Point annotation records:
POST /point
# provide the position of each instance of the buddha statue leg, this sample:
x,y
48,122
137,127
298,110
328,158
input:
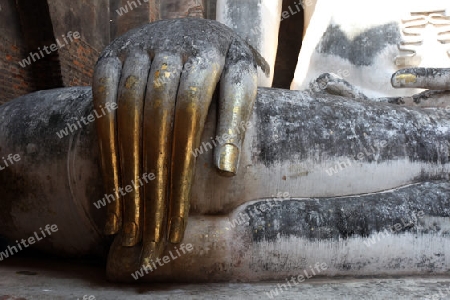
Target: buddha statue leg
x,y
366,44
321,175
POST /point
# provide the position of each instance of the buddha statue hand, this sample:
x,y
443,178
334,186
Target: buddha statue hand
x,y
162,78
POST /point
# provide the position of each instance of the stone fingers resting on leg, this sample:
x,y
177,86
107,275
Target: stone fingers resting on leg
x,y
196,89
424,78
130,116
105,87
159,111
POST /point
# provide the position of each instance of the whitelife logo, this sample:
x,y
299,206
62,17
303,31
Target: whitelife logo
x,y
110,106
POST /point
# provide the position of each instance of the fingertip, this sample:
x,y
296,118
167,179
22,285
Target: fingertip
x,y
176,230
227,159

▶ _What is expected_
Print the listing above in full, exactly as written. Omit any pictures.

▶ _Response to the exercise_
POST /point
# provide the position of each instance of the buddha statue leg, this sample:
x,y
48,122
137,127
298,110
328,158
input:
Target: buddha statue leg
x,y
366,44
321,175
POST /point
# provide the position of each instance of the buddha statue hand, this sample:
x,y
443,178
334,186
Target: buddha statue hand
x,y
162,78
POST /point
# provide the position of each instance of the stone fingers resting on leg, this sample:
x,y
177,86
107,275
Target: stone fingers resting on leg
x,y
196,89
424,78
130,116
105,87
159,111
POST /point
# provide the position of each instance of the whitelife logo, this sample:
x,y
299,206
62,17
303,31
Target: whitelife logo
x,y
110,106
POST /point
# provide the position of each instance of the fingertip, this sample:
x,y
296,118
167,179
22,285
Target: fingertip
x,y
176,230
227,159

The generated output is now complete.